## Aim
Please reproduce only the stretch of entries from the line containing "Locate every instance of the woman" through the end of the entries, switching "pin" to "marker" and leaving everything else unchanged.

::: Input data :::

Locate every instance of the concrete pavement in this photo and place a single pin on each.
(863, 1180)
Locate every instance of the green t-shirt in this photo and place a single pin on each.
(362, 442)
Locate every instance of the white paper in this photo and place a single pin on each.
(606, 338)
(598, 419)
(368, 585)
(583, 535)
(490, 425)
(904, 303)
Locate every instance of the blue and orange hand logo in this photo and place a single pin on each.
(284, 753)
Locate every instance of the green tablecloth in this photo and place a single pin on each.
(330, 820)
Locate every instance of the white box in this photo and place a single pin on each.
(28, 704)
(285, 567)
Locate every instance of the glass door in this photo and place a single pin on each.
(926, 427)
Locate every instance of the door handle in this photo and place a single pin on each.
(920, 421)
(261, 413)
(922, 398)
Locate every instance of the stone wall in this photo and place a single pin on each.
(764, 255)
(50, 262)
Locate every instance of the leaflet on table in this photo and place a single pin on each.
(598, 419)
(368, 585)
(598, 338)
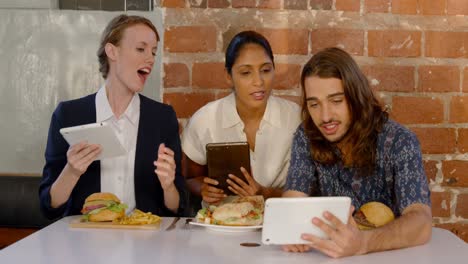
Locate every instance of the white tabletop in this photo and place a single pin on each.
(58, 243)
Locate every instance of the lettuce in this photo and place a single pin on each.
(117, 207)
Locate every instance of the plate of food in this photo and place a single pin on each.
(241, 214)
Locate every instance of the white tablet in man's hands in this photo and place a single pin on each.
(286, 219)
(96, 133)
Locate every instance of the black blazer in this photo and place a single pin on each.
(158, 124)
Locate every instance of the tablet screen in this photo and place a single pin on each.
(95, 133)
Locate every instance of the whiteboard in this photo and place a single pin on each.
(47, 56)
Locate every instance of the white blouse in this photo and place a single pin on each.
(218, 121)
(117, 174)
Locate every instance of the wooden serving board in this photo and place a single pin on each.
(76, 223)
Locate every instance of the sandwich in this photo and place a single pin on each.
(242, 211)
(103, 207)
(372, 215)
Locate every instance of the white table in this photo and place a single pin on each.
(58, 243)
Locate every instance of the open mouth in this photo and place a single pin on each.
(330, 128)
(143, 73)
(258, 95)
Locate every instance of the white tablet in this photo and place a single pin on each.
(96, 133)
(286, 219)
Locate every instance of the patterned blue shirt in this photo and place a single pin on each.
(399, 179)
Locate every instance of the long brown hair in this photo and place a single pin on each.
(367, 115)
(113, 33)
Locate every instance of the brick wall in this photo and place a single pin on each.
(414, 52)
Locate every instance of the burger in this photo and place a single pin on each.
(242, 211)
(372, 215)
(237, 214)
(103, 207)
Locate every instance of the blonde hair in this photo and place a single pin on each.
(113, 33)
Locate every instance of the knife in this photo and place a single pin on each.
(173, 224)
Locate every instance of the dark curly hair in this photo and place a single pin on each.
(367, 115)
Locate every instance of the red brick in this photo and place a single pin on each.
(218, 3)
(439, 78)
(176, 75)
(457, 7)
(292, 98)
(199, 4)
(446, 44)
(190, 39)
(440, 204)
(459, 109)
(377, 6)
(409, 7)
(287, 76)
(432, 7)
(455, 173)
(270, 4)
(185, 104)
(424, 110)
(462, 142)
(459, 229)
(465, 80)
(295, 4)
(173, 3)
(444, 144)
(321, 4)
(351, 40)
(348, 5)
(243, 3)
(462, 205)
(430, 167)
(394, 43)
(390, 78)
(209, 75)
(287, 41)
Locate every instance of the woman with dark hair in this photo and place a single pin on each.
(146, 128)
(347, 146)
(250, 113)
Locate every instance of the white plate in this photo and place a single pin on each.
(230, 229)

:::

## Task answer
Locate every instance of the woman with dark hair in this photo and place a single marker on each.
(146, 128)
(347, 146)
(250, 113)
Locate every instance of the white plate in this photo and place a single marker on each.
(230, 229)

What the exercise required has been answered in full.